(Dataset excerpts on object pointing)
------------------------------------

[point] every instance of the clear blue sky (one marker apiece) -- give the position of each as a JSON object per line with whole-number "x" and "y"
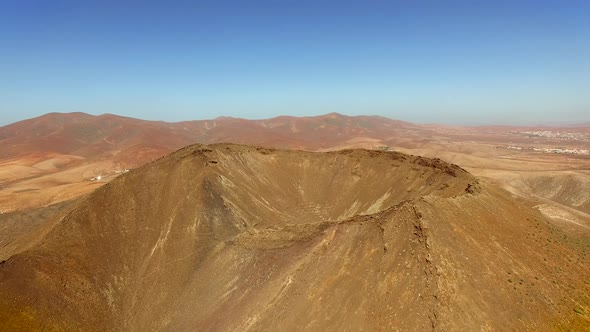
{"x": 464, "y": 62}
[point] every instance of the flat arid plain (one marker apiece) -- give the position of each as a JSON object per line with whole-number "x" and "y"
{"x": 327, "y": 222}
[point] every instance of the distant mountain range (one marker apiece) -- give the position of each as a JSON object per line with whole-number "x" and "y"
{"x": 134, "y": 140}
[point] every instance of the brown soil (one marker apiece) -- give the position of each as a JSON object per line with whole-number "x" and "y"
{"x": 228, "y": 237}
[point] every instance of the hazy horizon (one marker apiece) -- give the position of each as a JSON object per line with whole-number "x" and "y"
{"x": 458, "y": 62}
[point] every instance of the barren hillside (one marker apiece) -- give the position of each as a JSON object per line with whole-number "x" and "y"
{"x": 229, "y": 237}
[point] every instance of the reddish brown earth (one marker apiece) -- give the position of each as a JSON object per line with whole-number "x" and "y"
{"x": 58, "y": 157}
{"x": 227, "y": 237}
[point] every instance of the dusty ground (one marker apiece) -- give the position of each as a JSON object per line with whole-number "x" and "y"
{"x": 536, "y": 232}
{"x": 229, "y": 237}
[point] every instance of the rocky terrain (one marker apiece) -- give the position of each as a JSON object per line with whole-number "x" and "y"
{"x": 232, "y": 237}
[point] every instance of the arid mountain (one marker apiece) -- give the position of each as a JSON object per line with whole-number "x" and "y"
{"x": 228, "y": 237}
{"x": 58, "y": 157}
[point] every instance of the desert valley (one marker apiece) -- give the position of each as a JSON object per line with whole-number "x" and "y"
{"x": 328, "y": 222}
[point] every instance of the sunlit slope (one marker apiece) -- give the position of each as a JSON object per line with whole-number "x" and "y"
{"x": 228, "y": 237}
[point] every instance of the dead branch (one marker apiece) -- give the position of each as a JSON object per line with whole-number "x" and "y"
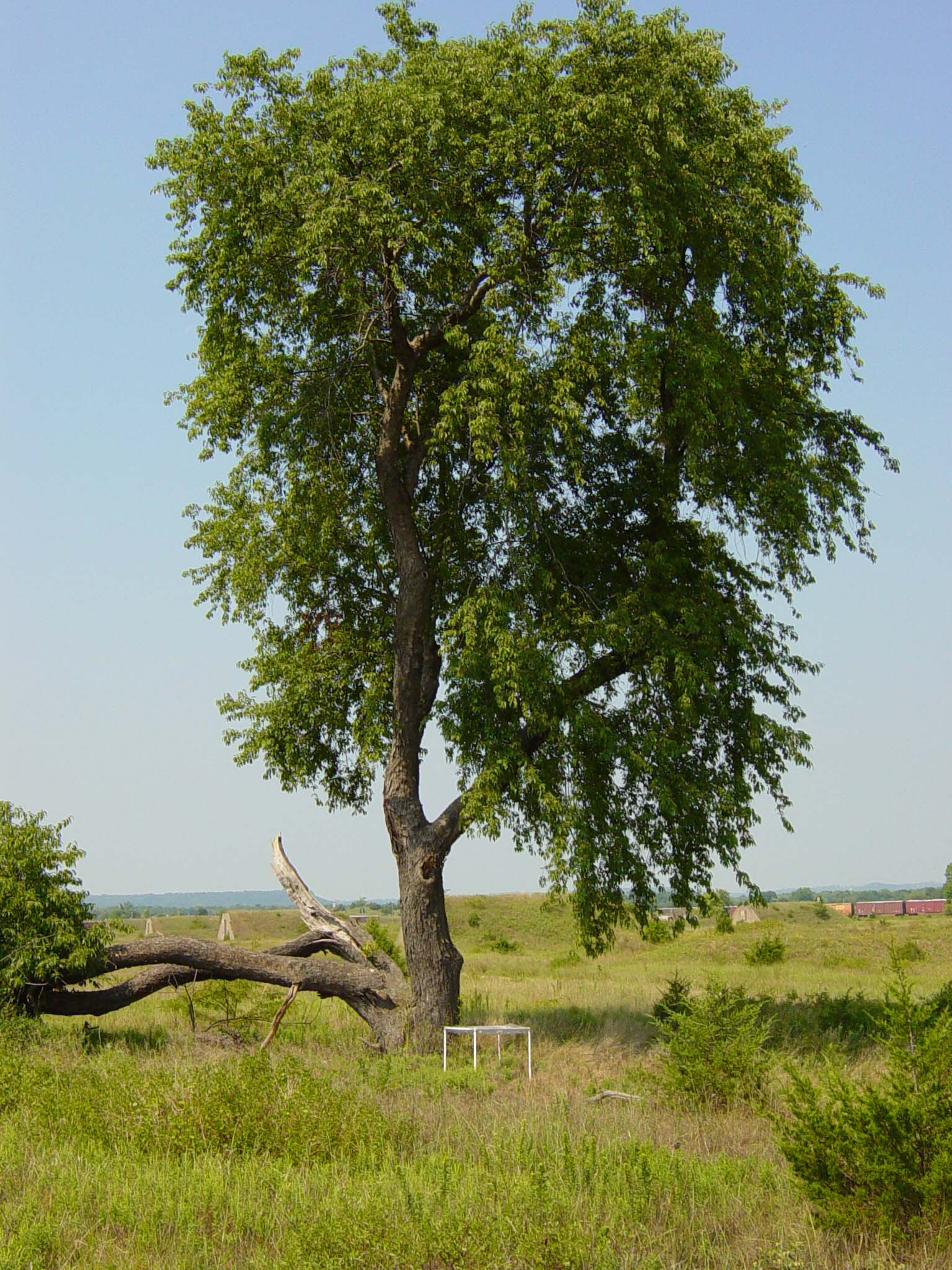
{"x": 282, "y": 1011}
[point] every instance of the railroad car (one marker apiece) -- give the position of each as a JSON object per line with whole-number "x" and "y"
{"x": 926, "y": 906}
{"x": 880, "y": 907}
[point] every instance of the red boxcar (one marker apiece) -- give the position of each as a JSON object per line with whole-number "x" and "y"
{"x": 879, "y": 908}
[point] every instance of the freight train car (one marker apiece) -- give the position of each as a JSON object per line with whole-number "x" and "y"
{"x": 926, "y": 906}
{"x": 879, "y": 907}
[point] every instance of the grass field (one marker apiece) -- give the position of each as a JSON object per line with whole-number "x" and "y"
{"x": 136, "y": 1143}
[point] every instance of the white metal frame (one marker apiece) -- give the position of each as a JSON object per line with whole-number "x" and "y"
{"x": 496, "y": 1030}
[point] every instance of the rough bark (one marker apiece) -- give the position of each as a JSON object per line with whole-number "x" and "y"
{"x": 419, "y": 846}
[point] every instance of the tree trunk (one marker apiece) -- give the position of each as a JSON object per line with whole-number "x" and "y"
{"x": 432, "y": 958}
{"x": 352, "y": 968}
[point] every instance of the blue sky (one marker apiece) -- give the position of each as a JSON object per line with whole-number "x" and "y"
{"x": 110, "y": 675}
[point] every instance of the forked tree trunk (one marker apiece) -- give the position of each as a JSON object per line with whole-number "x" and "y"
{"x": 433, "y": 961}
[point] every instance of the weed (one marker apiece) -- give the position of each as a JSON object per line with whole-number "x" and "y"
{"x": 769, "y": 950}
{"x": 673, "y": 1002}
{"x": 724, "y": 923}
{"x": 655, "y": 931}
{"x": 718, "y": 1048}
{"x": 910, "y": 951}
{"x": 880, "y": 1153}
{"x": 385, "y": 940}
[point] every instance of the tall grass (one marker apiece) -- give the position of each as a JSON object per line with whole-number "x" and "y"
{"x": 135, "y": 1143}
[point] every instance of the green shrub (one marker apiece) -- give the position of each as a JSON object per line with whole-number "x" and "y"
{"x": 724, "y": 923}
{"x": 769, "y": 950}
{"x": 673, "y": 1002}
{"x": 501, "y": 944}
{"x": 385, "y": 940}
{"x": 718, "y": 1048}
{"x": 910, "y": 951}
{"x": 42, "y": 910}
{"x": 880, "y": 1153}
{"x": 654, "y": 931}
{"x": 850, "y": 1021}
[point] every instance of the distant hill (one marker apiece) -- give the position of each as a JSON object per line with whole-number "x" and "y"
{"x": 215, "y": 901}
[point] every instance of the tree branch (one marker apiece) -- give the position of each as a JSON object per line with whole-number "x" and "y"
{"x": 177, "y": 961}
{"x": 597, "y": 675}
{"x": 475, "y": 294}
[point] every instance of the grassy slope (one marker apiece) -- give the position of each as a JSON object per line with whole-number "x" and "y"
{"x": 138, "y": 1146}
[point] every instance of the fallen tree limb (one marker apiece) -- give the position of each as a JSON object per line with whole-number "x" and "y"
{"x": 282, "y": 1010}
{"x": 369, "y": 982}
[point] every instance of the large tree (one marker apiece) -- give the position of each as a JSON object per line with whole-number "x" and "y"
{"x": 523, "y": 371}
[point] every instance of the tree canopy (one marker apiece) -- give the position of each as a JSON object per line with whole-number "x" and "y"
{"x": 43, "y": 939}
{"x": 524, "y": 371}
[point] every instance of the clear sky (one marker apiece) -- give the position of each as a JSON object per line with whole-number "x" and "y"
{"x": 108, "y": 675}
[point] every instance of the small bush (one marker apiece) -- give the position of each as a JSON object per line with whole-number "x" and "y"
{"x": 501, "y": 944}
{"x": 910, "y": 951}
{"x": 42, "y": 910}
{"x": 385, "y": 940}
{"x": 880, "y": 1153}
{"x": 718, "y": 1048}
{"x": 673, "y": 1002}
{"x": 655, "y": 931}
{"x": 724, "y": 925}
{"x": 769, "y": 950}
{"x": 850, "y": 1021}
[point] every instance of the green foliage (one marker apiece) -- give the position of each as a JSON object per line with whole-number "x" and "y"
{"x": 724, "y": 923}
{"x": 501, "y": 944}
{"x": 673, "y": 1002}
{"x": 655, "y": 931}
{"x": 769, "y": 950}
{"x": 625, "y": 353}
{"x": 42, "y": 908}
{"x": 718, "y": 1047}
{"x": 385, "y": 940}
{"x": 850, "y": 1021}
{"x": 879, "y": 1153}
{"x": 909, "y": 951}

------------------------------------

Restate the records word for word, omitting images.

→ Solution for this exercise
[point] every instance of the clear blue sky (one marker apiece) -- give the position of each as a JSON object per line with whole-number "x" and "y"
{"x": 464, "y": 62}
[point] every instance of the flat arid plain (one marker apiece) -- give the position of each as a JSON object per line with whole-number "x" and "y"
{"x": 327, "y": 222}
[point] every instance of the distant mountain range (one marker apiece) -- give the position of each as a JSON object per line with whole-number "x" and "y"
{"x": 134, "y": 140}
[point] every instance of the brown soil (one marker apiece) -- give the position of each as a JSON object per line with whole-number "x" and "y"
{"x": 228, "y": 237}
[point] every instance of the hazy horizon (one marker apiece) -- give the position of each as a JSON object per line with whole-number "x" and "y"
{"x": 458, "y": 62}
[point] every instance of the barren hillside (one marker apiece) -- give the position of each as a JSON object per line with whole-number "x" and "y"
{"x": 229, "y": 237}
[point] every instance of the reddish brown earth (one marker apiece) -- give the position of each as a JSON object per line with whole-number "x" and "y"
{"x": 58, "y": 157}
{"x": 227, "y": 237}
[point] every instance of the dusty ground (one marker apiece) -- give the position of each as a JSON object per line with whole-number "x" and "y"
{"x": 536, "y": 232}
{"x": 229, "y": 237}
[point] every instance of the rocky terrain (one marker apiece) -- give the position of each as a JSON object per line with whole-number "x" and "y"
{"x": 232, "y": 237}
[point] every instance of the arid mountain (one marker apiece) -- give the position of each as a JSON object per line with whole-number "x" and "y"
{"x": 228, "y": 237}
{"x": 58, "y": 157}
[point] every instance of the desert valley (one marker apiece) -- give the position of each as a JSON object per line with whole-number "x" and "y"
{"x": 328, "y": 222}
[point] every instance of the sunlit slope (one marker apiece) -- give the position of each as a JSON object per line with whole-number "x" and "y"
{"x": 228, "y": 237}
[point] every instance of the dead branch (one marker apiece) -- give the position of each as a JSON object per line with whole-number "x" and "y"
{"x": 282, "y": 1011}
[point] every instance of the railroad car (one marker apiece) -- give the position of each as a JSON object per line with whole-number "x" and "y"
{"x": 926, "y": 906}
{"x": 880, "y": 907}
[point] every instance of the red boxcar (one marker apiece) -- give the position of each as a JSON object per line with whole-number "x" and "y"
{"x": 879, "y": 908}
[point] every instance of the freight train car (one marker apiece) -- give the position of each as a JSON object per line with whole-number "x" and "y"
{"x": 926, "y": 906}
{"x": 879, "y": 907}
[point] every instance of the grass field (one marker apiece) -- give the position of each as a JSON object per line with whole-number "x" and "y"
{"x": 136, "y": 1143}
[point] every instance of the white metal frame (one marker apiece) -- give the position of each as a JSON object per line with whole-number "x" and "y"
{"x": 496, "y": 1030}
[point] every instance of the rough bark (one marker apiece) -- give the position of each as a JSON object per line with whole-number "x" and "y"
{"x": 419, "y": 846}
[point] every instance of the tree trunk (one marker apiece) -- give the position of each as a JSON object per line with whole-number "x" and "y"
{"x": 432, "y": 958}
{"x": 352, "y": 968}
[point] every instance of the blue sky (one marker apiece) -- give the position of each as a JSON object per line with whole-number "x" and "y"
{"x": 110, "y": 675}
[point] every instance of the forked tree trunk (one marker apiece) -- give the position of each as a JSON object per line with whole-number "x" and "y"
{"x": 433, "y": 961}
[point] every instance of the weed (one marker apiece) -- give the position of each as a JSON object per line with whole-number "x" and "y"
{"x": 769, "y": 950}
{"x": 673, "y": 1002}
{"x": 724, "y": 923}
{"x": 655, "y": 931}
{"x": 718, "y": 1048}
{"x": 910, "y": 951}
{"x": 880, "y": 1153}
{"x": 385, "y": 940}
[point] every instance of the tall grass (one marker apiece) -- give the position of each as a JSON object per line with whole-number "x" and "y"
{"x": 135, "y": 1143}
[point] every instance of the green shrub (one marker apiece) -- give the position of each as a JSON object per line with whole-number "x" and "y"
{"x": 724, "y": 923}
{"x": 769, "y": 950}
{"x": 673, "y": 1002}
{"x": 501, "y": 944}
{"x": 385, "y": 940}
{"x": 718, "y": 1048}
{"x": 910, "y": 951}
{"x": 42, "y": 910}
{"x": 880, "y": 1153}
{"x": 654, "y": 931}
{"x": 850, "y": 1021}
[point] every instance of the distant hill (one marker apiece) -- give the position of each as a JSON object per line with whole-number "x" and "y"
{"x": 215, "y": 901}
[point] every instance of the tree branch (one marker apiece) -- give the position of each as a JSON object per line with whole-number "x" and "y"
{"x": 177, "y": 961}
{"x": 597, "y": 675}
{"x": 475, "y": 294}
[point] every instance of the grassy slope (one marker apiece) -- give the position of each as a JSON object per line with whole-number "x" and "y"
{"x": 138, "y": 1146}
[point] every instance of the fallen tree limb (one marker apiece) -- give the position of each as a JSON object per line with whole-number "x" and "y"
{"x": 282, "y": 1010}
{"x": 369, "y": 982}
[point] every instance of the large tree (one marker apiece) -- give the position of each as a JSON object per line with whole-number "x" and "y"
{"x": 523, "y": 371}
[point] every instance of the tree canopy (one marker apiece) -- give the position of each as a JSON object per line with whole-number "x" and "y"
{"x": 43, "y": 939}
{"x": 524, "y": 371}
[point] every instance of the clear sky (one marker apiece) -- give the position of each as a JSON object per line with whole-number "x" and "y"
{"x": 108, "y": 675}
[point] every instance of the small bush (one marker apiece) -- give the position of each as a JSON object per line with whole-number "x" and "y"
{"x": 501, "y": 944}
{"x": 910, "y": 951}
{"x": 42, "y": 910}
{"x": 385, "y": 940}
{"x": 880, "y": 1153}
{"x": 718, "y": 1048}
{"x": 673, "y": 1002}
{"x": 655, "y": 931}
{"x": 724, "y": 925}
{"x": 769, "y": 950}
{"x": 850, "y": 1021}
[point] every instance of the green foliage (one marker apiece) -- give the position of each as a JSON object per line with whole-number "x" and "y"
{"x": 724, "y": 923}
{"x": 501, "y": 944}
{"x": 673, "y": 1002}
{"x": 655, "y": 931}
{"x": 769, "y": 950}
{"x": 625, "y": 353}
{"x": 42, "y": 908}
{"x": 718, "y": 1047}
{"x": 385, "y": 940}
{"x": 850, "y": 1021}
{"x": 879, "y": 1153}
{"x": 909, "y": 951}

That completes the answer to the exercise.